Entries from a collection:

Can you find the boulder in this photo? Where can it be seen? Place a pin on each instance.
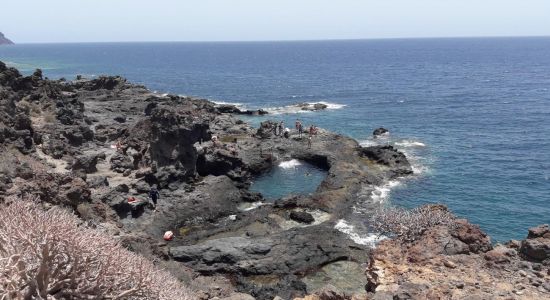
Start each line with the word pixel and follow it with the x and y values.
pixel 380 131
pixel 390 157
pixel 121 162
pixel 120 119
pixel 288 252
pixel 537 245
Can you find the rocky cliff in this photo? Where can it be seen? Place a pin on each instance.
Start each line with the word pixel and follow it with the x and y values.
pixel 91 144
pixel 4 40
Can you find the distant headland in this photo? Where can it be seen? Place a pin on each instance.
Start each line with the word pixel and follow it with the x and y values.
pixel 4 40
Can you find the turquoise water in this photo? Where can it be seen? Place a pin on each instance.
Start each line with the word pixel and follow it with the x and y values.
pixel 473 114
pixel 289 177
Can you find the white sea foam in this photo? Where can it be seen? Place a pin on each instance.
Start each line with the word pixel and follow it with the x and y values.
pixel 382 193
pixel 238 105
pixel 297 108
pixel 368 240
pixel 289 164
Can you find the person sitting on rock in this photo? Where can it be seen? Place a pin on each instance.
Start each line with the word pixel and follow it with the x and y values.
pixel 287 133
pixel 154 195
pixel 280 128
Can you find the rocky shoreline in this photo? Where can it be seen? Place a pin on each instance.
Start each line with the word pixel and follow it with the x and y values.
pixel 91 144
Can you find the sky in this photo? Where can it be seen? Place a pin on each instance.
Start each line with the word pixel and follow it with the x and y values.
pixel 39 21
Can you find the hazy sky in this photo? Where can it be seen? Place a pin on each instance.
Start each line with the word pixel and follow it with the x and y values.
pixel 244 20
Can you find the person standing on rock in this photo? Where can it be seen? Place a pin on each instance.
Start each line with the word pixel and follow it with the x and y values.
pixel 154 195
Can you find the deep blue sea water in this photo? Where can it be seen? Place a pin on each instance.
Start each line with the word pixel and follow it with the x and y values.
pixel 473 114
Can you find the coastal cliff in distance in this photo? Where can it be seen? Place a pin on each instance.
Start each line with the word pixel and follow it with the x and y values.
pixel 4 40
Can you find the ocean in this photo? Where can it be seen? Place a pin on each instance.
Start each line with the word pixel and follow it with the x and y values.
pixel 473 114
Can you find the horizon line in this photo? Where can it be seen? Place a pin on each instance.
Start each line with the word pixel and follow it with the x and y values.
pixel 294 40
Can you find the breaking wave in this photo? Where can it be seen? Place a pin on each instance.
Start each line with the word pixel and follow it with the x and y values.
pixel 289 164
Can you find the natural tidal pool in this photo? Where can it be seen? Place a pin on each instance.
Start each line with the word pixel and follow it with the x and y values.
pixel 289 177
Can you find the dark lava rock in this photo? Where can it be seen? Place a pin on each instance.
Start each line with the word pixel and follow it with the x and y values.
pixel 228 109
pixel 539 231
pixel 120 119
pixel 389 156
pixel 149 108
pixel 287 252
pixel 301 217
pixel 259 112
pixel 380 131
pixel 121 162
pixel 537 244
pixel 87 163
pixel 312 107
pixel 97 181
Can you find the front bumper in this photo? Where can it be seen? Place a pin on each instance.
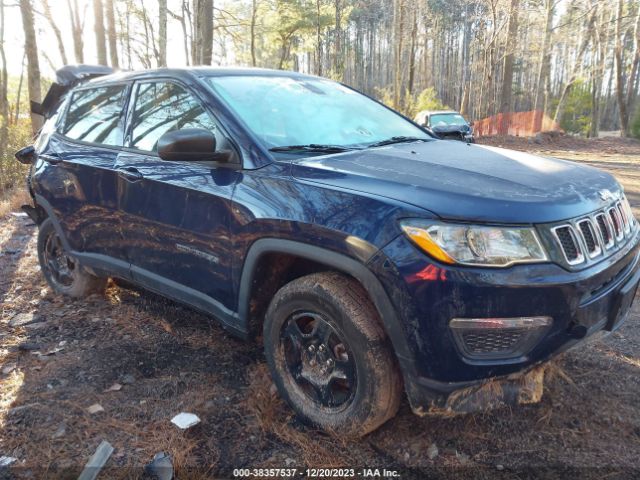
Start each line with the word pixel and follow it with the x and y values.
pixel 440 377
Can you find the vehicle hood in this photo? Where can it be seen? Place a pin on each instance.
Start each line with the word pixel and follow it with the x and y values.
pixel 458 181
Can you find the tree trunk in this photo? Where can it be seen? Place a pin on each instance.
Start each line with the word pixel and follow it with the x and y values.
pixel 412 52
pixel 622 106
pixel 545 65
pixel 575 71
pixel 397 38
pixel 318 40
pixel 77 26
pixel 254 13
pixel 162 33
pixel 4 79
pixel 56 31
pixel 101 46
pixel 632 89
pixel 111 34
pixel 207 32
pixel 338 65
pixel 33 65
pixel 506 102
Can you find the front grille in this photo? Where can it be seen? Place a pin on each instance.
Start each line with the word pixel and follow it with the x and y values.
pixel 614 215
pixel 595 234
pixel 605 230
pixel 504 341
pixel 569 242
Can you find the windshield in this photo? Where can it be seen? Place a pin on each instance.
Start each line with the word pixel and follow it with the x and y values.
pixel 446 119
pixel 284 111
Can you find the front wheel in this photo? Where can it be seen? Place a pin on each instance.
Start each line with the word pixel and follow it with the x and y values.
pixel 62 271
pixel 329 356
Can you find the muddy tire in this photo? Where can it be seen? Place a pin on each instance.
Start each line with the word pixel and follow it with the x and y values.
pixel 63 272
pixel 329 356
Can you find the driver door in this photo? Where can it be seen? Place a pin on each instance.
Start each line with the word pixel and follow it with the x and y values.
pixel 176 214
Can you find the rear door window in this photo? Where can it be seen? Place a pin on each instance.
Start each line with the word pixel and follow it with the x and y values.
pixel 161 107
pixel 96 115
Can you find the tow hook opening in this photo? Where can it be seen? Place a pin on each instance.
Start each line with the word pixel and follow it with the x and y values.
pixel 498 338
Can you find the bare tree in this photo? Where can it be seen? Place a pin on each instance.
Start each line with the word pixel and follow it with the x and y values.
pixel 632 81
pixel 506 103
pixel 33 65
pixel 111 34
pixel 254 14
pixel 162 33
pixel 77 28
pixel 56 31
pixel 4 80
pixel 101 46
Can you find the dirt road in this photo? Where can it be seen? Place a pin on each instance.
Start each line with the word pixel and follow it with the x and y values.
pixel 144 359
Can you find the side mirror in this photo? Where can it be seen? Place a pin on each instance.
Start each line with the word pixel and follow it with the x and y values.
pixel 189 145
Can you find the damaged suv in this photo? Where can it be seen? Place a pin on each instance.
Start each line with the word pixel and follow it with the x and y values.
pixel 370 257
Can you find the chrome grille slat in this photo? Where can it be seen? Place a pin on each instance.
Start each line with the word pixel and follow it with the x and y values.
pixel 568 239
pixel 586 238
pixel 605 229
pixel 589 237
pixel 616 221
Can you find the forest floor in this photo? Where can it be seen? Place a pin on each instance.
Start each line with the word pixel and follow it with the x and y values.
pixel 145 359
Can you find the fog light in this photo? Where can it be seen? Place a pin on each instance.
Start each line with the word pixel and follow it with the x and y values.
pixel 498 338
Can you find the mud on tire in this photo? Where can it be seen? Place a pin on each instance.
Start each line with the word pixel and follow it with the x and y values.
pixel 322 332
pixel 63 272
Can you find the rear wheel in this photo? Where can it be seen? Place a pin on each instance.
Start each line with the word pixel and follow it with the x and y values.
pixel 329 356
pixel 62 271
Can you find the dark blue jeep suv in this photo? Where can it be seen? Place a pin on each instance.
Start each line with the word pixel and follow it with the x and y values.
pixel 368 255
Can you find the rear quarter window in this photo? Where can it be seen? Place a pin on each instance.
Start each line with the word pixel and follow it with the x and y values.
pixel 95 115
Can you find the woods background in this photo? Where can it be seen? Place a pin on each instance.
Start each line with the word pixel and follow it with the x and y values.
pixel 578 61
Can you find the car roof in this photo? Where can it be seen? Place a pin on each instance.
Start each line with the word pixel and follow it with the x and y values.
pixel 190 72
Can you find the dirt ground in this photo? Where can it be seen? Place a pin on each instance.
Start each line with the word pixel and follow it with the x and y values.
pixel 145 359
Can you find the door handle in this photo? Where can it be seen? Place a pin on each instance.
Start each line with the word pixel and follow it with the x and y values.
pixel 131 174
pixel 53 160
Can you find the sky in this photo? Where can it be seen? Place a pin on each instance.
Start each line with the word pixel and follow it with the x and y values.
pixel 14 37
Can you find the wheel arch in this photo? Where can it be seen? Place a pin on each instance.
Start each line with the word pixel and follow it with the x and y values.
pixel 330 260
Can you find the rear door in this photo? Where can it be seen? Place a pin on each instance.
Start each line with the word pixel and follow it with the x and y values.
pixel 176 214
pixel 77 172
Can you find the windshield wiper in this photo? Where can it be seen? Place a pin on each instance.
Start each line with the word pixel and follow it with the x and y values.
pixel 400 139
pixel 312 147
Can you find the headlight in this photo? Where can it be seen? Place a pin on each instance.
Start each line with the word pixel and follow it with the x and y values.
pixel 476 245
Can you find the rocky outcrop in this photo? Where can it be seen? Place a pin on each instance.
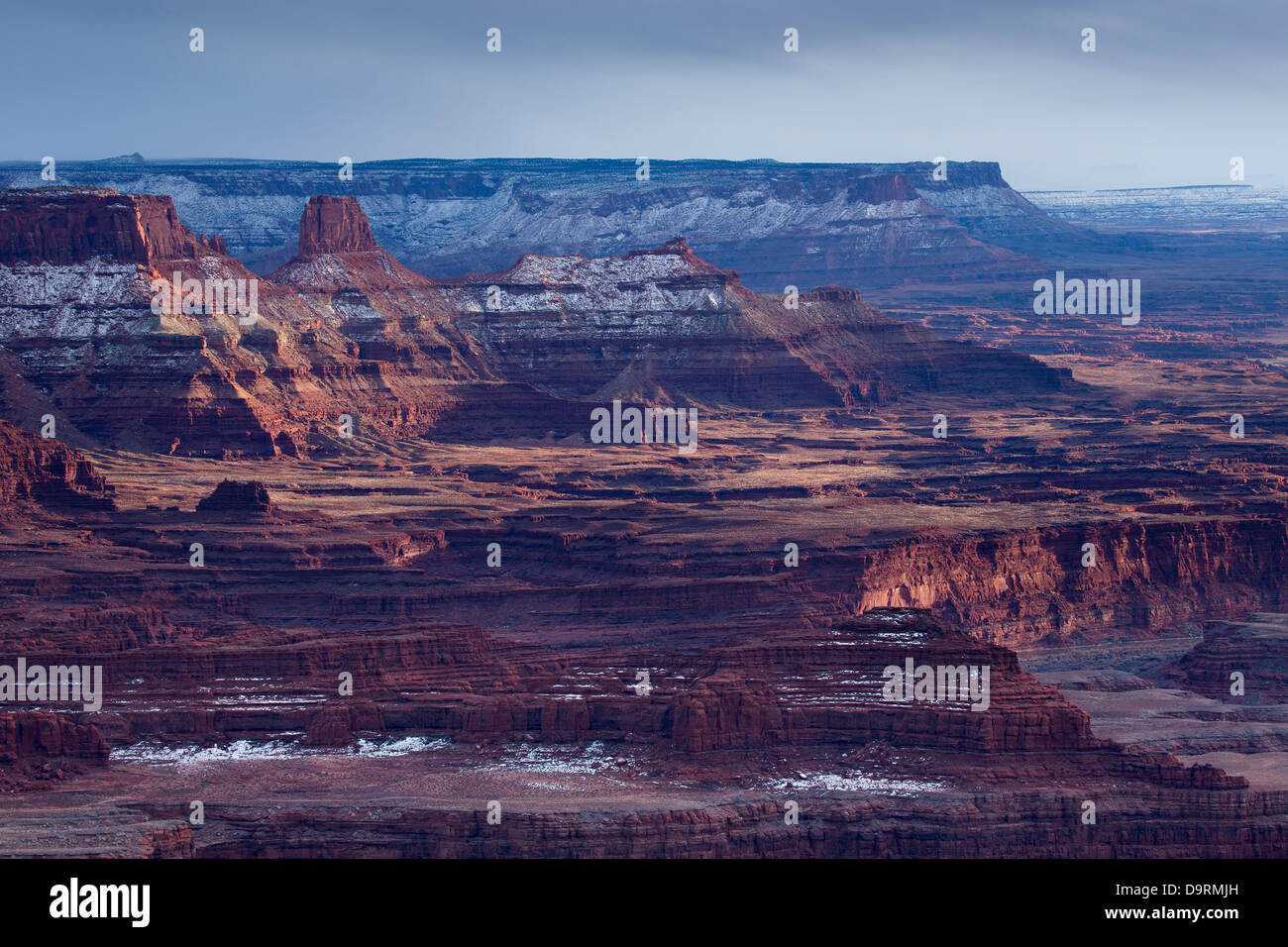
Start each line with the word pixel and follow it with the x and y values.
pixel 69 226
pixel 43 472
pixel 38 736
pixel 664 325
pixel 237 497
pixel 1237 663
pixel 778 224
pixel 1018 587
pixel 334 224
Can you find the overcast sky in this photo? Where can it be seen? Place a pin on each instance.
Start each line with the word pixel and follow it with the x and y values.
pixel 1175 89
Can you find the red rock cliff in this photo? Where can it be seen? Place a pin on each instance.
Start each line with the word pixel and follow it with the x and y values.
pixel 335 224
pixel 67 226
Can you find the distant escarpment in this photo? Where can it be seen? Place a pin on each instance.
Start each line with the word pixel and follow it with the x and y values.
pixel 134 333
pixel 778 224
pixel 664 324
pixel 43 472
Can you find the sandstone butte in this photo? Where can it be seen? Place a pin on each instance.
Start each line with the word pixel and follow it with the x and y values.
pixel 365 556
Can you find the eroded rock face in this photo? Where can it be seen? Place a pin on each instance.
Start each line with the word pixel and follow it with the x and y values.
pixel 237 497
pixel 69 226
pixel 858 224
pixel 1237 663
pixel 40 471
pixel 334 224
pixel 662 324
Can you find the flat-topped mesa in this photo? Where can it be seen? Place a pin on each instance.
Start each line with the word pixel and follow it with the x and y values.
pixel 42 472
pixel 333 226
pixel 669 277
pixel 69 226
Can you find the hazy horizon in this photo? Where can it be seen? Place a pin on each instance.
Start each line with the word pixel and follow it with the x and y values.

:: The request ::
Rewrite the lines from the one containing "Can you find the forest" through the one containing "pixel 578 61", substituting "fog lamp" for "fog light" and leaving everything else unchanged.

:: Result of the exercise ::
Can you find the forest floor in this photo? Where can it be seen? Place a pin on each instance.
Start each line with the word pixel and follow it with the x and y values.
pixel 145 359
Can you find the fog lamp in this photo? Where can it be seen? Place a pin on each instance.
Start each line with the word pixel and follow it with the x and y values.
pixel 498 338
Can you find the mud on tire in this photo? Where can it be seen? Place a pin on each instance.
Start each line with the word pixel and follow it with the x and y values.
pixel 322 332
pixel 63 272
Can you find the rear wheel in this photo? Where can it be seen? Place a pin on each instance.
Start each line with the word pixel and follow it with the x and y values.
pixel 329 356
pixel 62 271
Can you find the dark blue jeep suv in this photo? Where can it be seen? Place a pin on each instance.
Start each line with the word pixel and follow it with the x and y values.
pixel 368 255
Can you find the rear quarter window in this photo? Where can it be seen? Place a pin on each instance.
Start each line with the word pixel and follow it with the x and y values.
pixel 95 115
Can you find the woods background in this photo? Where can it be seen? Place a pin on each instance.
Start each line with the word pixel and follow it with the x and y values.
pixel 578 61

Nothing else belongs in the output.